## LISTA DE TAREFAS
• 1. Atualize o trecho da entrevista que começa em "Vítor Neto, presidente" e segue até "do mercado interno?", trocando "empresas" por "firmas".
• 2. Traduza para inglês a seguinte frase da entrevista: "Uma coisa é certa: o Turismo no Algarve vai recuperar."

## EXCERTO SELECIONADO
────────────────────────────────────────

Vítor Neto, presidente da Associação Empresarial da Região do Algarve (NERA)


J.A. – Perante todos esses imponderáveis, qual é a solução, para onde devemos apontar?
V.N.
– A solução é concentrarmo-nos em aproveitar este período para salvar e melhorar as nossas empresas. Mesmo com sacrifícios, com lay-off, pedindo dinheiro emprestado. Uma coisa é certa: o Turismo no Algarve vai recuperar.


J.A. – Numa primeira fase essa recuperação não poderá ser à custa do mercado interno?
V.N.
– O mercado interno é decisivo! Mas nós nem precisamos de forçar o mercado interno, ele está aí!


J.A. – Mas há margem de crescimento para esse mercado, ou estamos saturados? Não se pode baixar preços e atrair mais portugueses ao Algarve?
V.N.

────────────────────────────────────────

Registos contidos num conjunto de dados
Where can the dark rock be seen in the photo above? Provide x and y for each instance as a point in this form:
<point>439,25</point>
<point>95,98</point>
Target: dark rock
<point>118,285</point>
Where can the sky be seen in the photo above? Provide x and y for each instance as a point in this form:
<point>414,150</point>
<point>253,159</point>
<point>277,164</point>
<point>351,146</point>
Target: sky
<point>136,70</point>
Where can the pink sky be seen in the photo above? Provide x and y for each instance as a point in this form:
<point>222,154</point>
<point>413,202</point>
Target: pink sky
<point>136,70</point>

────────────────────────────────────────

## SOLUÇÕES POR ORDEM
• 1.
Vítor Neto, presidente da Associação Empresarial da Região do Algarve (NERA)


J.A. – Perante todos esses imponderáveis, qual é a solução, para onde devemos apontar?
V.N.
– A solução é concentrarmo-nos em aproveitar este período para salvar e melhorar as nossas firmas. Mesmo com sacrifícios, com lay-off, pedindo dinheiro emprestado. Uma coisa é certa: o Turismo no Algarve vai recuperar.


J.A. – Numa primeira fase essa recuperação não poderá ser à custa do mercado interno?

• 2. One thing is certain: tourism in the Algarve will recover.